Aim: From the stakeholder text below, list every official body or organization named there.

Given text:
::::::::
1 April 2014 to 31 March 2015
Our relationships with our customers and stakeholders – the people who use and have an interest in our service – underpin everything we do. As well as sharing what we learn from resolving complaints and concerns, we ask for formal and informal feedback on the work we do.
This chapter highlights the wide range of people we engaged with during 2014/2015.
Our primary “official” relationship is with the financial services regulator – the Financial Conduct Authority (FCA). We work continuously with the FCA to help make sure that financial services are fair for everyone involved. The FCA also approves our plans and budget each year.
If we decide a business has acted unfairly, we’re sometimes asked by their customer why we haven’t fined or punished the business. We always explain that our role is about making sure individual customers aren’t worse off as a result of a financial business behaving unfairly. We also explain that we talk to the FCA about what we’re seeing on an ongoing basis.
Our regular conversations help the regulator to decide how to take wider action where appropriate – as well as to spot issues early on - so they don’t escalate further.
In 2014/2015, our work with the FCA involved:
As well as the financial services regulators, we also work with other regulators – where their activities have an impact on our own customers and operations.
For example, we share information with the Claims Management Regulator – part of the Ministry of Justice – about how many and what type of complaints claims managers are referring to us. We also notify the regulator if we see that claims managers aren’t complying with rules or are behaving in a way that’s unfair for consumers.
Building on our work with the Claims Management Regulator in previous years, our insight this year helped to shape their new, stronger Conduct of Authorised Persons Rules – which they published in October 2014.
Each year a number of people tell us they feel they’ve received a poor level of service from a claims-management company – and ask us who they can appeal to. In previous years, we had to explain – to people’s disappointment – that claims managers weren’t currently covered by an ombudsman. However, the Legal Ombudsman took on this role in January 2015 – and we’ve since directed consumers to them.
Because of our years of experience – and the insight we have into consumers’ lives and the way they interact with businesses – we’re often asked to share our knowledge. This includes working with official bodies and organisations whose activities have an impact on consumers, on financial businesses, or on the wider world of “disputes” and complaints.
During the year, our chief ombudsman was twice invited to share our insight with the Treasury Select Committee – contributing to two parliamentary enquiries. In July 2014, our chief ombudsman talked to the committee about the complaints small businesses refer to us about larger business lenders. In October 2014 our newly-appointed chief ombudsman, Caroline Wayman, answered the committee’s questions about the treatment of financial services customers.
::::::::
Given information:
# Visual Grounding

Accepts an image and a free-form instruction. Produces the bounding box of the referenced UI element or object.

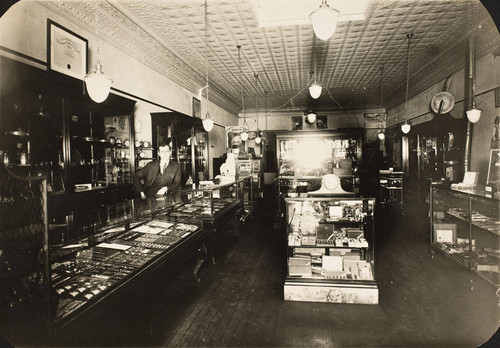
::::::::
Task answer:
- Financial Conduct Authority (FCA)
- Claims Management Regulator
- Ministry of Justice
- Legal Ombudsman
- Treasury Select Committee